(Collected data)
******************************

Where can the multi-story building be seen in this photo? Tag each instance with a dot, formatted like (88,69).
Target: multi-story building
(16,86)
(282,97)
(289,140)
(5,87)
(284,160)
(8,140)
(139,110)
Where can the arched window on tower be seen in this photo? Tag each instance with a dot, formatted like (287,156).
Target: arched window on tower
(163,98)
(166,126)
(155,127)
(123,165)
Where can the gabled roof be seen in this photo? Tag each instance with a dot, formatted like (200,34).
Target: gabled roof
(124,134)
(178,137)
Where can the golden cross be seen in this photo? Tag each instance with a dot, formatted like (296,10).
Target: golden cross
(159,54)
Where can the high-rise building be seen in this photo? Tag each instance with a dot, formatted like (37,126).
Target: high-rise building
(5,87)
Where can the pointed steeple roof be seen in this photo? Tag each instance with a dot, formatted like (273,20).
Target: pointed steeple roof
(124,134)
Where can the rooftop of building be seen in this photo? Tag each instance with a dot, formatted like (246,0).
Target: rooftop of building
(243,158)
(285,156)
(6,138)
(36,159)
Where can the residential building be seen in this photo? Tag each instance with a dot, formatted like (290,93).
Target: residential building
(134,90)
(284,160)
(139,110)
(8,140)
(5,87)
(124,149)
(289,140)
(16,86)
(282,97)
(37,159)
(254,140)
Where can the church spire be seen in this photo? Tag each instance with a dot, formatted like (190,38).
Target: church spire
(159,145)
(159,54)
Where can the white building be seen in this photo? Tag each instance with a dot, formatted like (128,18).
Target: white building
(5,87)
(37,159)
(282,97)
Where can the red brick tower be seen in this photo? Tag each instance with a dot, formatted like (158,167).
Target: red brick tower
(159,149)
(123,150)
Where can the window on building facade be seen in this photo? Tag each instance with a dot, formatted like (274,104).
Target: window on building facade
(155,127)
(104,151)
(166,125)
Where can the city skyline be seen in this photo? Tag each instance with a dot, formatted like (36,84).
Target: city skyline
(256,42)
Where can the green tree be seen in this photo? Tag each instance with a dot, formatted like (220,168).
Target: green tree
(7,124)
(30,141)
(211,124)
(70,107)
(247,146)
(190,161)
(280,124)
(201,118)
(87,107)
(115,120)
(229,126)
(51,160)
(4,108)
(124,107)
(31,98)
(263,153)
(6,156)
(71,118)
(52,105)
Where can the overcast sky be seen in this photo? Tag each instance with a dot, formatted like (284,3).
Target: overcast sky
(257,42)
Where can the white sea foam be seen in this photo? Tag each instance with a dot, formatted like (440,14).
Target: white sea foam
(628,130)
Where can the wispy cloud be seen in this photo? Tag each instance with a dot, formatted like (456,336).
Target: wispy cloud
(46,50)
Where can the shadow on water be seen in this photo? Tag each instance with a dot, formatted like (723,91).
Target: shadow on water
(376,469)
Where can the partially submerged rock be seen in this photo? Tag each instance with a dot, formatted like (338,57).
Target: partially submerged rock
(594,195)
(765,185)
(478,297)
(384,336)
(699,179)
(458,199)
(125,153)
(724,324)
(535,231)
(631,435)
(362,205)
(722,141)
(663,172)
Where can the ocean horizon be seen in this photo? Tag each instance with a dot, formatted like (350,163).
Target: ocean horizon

******************************

Your task is to return the full listing exactly as it was given.

Where can the multi-story building be seen in this photo? Tag each instance with a dot, formatted like (88,69).
Target: multi-story building
(16,86)
(282,97)
(289,140)
(5,87)
(284,160)
(8,140)
(139,110)
Where can the arched window on tower be seen in this photo? Tag each instance with a dot, formatted like (287,156).
Target: arched window on tower
(163,98)
(166,126)
(155,127)
(123,165)
Where can the gabled roof be seen in this photo? Tag each instance with a dot, formatted like (200,34).
Target: gabled roof
(124,134)
(178,137)
Where can the golden cross be seen in this photo? Tag each instance with a dot, formatted like (296,10).
Target: golden cross
(159,54)
Where can the high-rise building be seen in this photo? Tag each instance with a dot, formatted like (37,126).
Target: high-rise building
(5,87)
Where can the pointed steeple roof be seen in this photo? Tag each instance with a dot, formatted like (273,20).
Target: pointed steeple roof
(124,134)
Where can the rooftop of building be seen in this photo? Tag each instance with a dot, formatted like (246,0).
Target: rooftop of building
(243,158)
(285,156)
(6,138)
(36,159)
Where can the residential building be seen in this photo? Tag each instance with a dot, formatted like (290,93).
Target: residential building
(134,90)
(284,160)
(139,110)
(8,140)
(5,87)
(124,149)
(289,140)
(16,86)
(282,97)
(37,159)
(254,140)
Where can the church spire be seen in this photo? Tag each instance with a dot, formatted like (190,38).
Target: church spire
(159,145)
(159,54)
Where can the white building be seen in this photo? Tag each instance with a dot, formatted like (128,18).
Target: white building
(5,87)
(37,159)
(282,97)
Where can the red brick tower be seen in this photo? Tag each instance with a dot, formatted like (158,167).
Target: red brick tower
(159,149)
(123,150)
Where can the window on building facade be seen in this photo? Tag each instance with a dot, formatted like (274,104).
Target: window on building facade
(155,127)
(104,151)
(166,125)
Where can the city skyline be seen in this photo? Tag each instance with a dot, formatted like (36,84).
Target: city skyline
(256,42)
Where can the green tree be seen in this photo? Tag each instance with a dot, formatted like (220,168).
Target: green tree
(7,124)
(30,141)
(211,124)
(70,107)
(247,146)
(190,161)
(280,124)
(201,118)
(87,107)
(115,120)
(229,126)
(51,160)
(4,108)
(124,107)
(31,98)
(263,153)
(6,156)
(71,118)
(52,105)
Where can the overcast sky be seen in this photo? Tag each instance with a dot, formatted like (284,3).
Target: overcast sky
(257,42)
Where can the white sea foam be seen in this photo? Tag each instance with a dot, formatted like (440,14).
Target: white sea foam
(628,130)
Where can the wispy cloud be seen in this photo? Tag each instance with a dot, formatted like (456,336).
Target: wispy cloud
(46,50)
Where can the shadow on water be seen in this photo? Tag each instance with a dot, formatted like (723,91).
Target: shadow on water
(376,469)
Where can the partially submerged rock be seen in this photo? Tag each instance with a dot, formatted like (338,57).
Target: partially submerged rock
(594,195)
(765,185)
(478,297)
(384,336)
(699,179)
(458,199)
(125,153)
(724,324)
(535,231)
(631,435)
(362,205)
(722,141)
(663,172)
Where can the ocean horizon be seen in this photo? Tag each instance with a dot, formatted like (350,163).
Target: ocean horizon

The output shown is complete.